Items from a dataset

_ _ _ _

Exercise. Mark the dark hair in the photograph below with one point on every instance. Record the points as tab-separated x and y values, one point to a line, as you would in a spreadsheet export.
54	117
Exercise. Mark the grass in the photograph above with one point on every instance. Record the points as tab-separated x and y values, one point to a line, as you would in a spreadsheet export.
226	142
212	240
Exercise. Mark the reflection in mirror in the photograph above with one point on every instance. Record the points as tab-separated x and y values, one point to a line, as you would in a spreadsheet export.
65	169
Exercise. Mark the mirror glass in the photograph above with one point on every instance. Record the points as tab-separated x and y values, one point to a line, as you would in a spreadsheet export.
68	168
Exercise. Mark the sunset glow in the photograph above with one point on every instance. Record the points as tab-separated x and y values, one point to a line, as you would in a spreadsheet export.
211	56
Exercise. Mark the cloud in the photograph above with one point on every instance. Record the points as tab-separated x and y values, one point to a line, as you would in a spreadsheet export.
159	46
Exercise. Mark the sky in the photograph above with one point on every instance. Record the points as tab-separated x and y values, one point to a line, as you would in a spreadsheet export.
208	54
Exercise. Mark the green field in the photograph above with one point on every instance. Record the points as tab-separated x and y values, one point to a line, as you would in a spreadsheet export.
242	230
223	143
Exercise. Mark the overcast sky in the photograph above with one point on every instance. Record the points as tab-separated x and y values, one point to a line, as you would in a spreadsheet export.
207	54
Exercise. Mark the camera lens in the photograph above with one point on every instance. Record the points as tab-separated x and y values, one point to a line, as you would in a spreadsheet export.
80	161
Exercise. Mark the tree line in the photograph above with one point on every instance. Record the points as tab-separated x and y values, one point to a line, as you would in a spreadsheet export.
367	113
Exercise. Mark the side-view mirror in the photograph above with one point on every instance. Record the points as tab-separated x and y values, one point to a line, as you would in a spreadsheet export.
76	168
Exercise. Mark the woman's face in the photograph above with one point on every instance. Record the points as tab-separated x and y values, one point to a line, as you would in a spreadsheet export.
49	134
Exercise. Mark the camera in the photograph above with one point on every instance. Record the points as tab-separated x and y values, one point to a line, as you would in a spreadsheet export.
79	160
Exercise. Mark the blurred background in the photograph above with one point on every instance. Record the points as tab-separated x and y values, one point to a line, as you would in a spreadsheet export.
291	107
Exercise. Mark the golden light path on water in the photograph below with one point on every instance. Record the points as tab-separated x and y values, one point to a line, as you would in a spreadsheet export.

_ _ _ _

Exercise goal.
Write down all of the records again, word for word.

Written response.
Exercise. Mark the dark hair in the photograph below with one point on every instance. Record the points as tab-separated x and y values, one point to a line, as you would in a spreadsheet export.
54	117
Exercise. Mark the grass in the photograph above with one point on every instance. Record the points as tab-separated x and y values, one point to a line, as you would in a spreadsheet export.
226	142
212	240
Exercise. Mark the reflection in mirror in the photograph above with one point on every instance. Record the points as tab-separated x and y values, one point to a line, as you would in a spreadsheet export.
65	169
Exercise. Mark the mirror glass in the photograph above with one point on every instance. Record the points as tab-separated x and y values, one point to a line, as you would in a spreadsheet export.
68	168
Exercise. Mark the sunset glow in the photograph above with one point on every instance. Record the points as tab-separated x and y values, one point to a line, as you would in a spreadsheet export.
211	56
Exercise. Mark the cloud in the photograph above with one point on every instance. Record the points as tab-separated x and y values, one point to a line, as you would in a spreadsheet export.
159	46
Exercise. Mark the sky in the photograph above with one point on every instance. Record the points as tab-separated x and y values, one point to a line, as you would in a spreadsheet export.
208	54
Exercise. Mark the green field in the photograph above with one point on every instance. Record the points as tab-separated x and y values, one point to a line, as you would in a spreadsheet export.
242	230
223	143
Exercise. Mark the overcast sky in the photograph above with one point on every instance. Record the points as tab-separated x and y values, one point to a line, as you would in a spreadsheet export.
207	54
Exercise. Mark the camera lens in the photograph above with one point on every instance. Record the points as tab-separated x and y values, one point to a line, as you would in a spreadsheet export.
80	161
Exercise. Mark the tree line in the photograph above with one point on every instance. Record the points as tab-separated x and y values, one point to a line, as you would in a spreadsheet export.
367	113
Exercise. Mark the side-view mirror in the photograph above with one point on every instance. Record the points as tab-separated x and y values, one point to a line, as you would in a spreadsheet export.
76	168
Exercise. Mark the woman's face in the photograph above with one point on every instance. Record the points as tab-separated x and y values, one point to a line, as you would in a spreadsheet export.
49	134
Exercise. Mark the camera in the photograph above with one point on every instance. Record the points as tab-separated x and y values, one point to a line, as you would in a spreadsheet export.
79	160
Exercise. Mark the blurred background in the photograph above with one point on every instance. Record the points as tab-separated x and y values, one point to a line, as you would in a spreadsheet export.
291	107
Exercise. Mark the golden light path on water in the photograph below with one point on every instance. Record the points as tab-separated x and y values, one point to a line, as you would in a spreadsheet export.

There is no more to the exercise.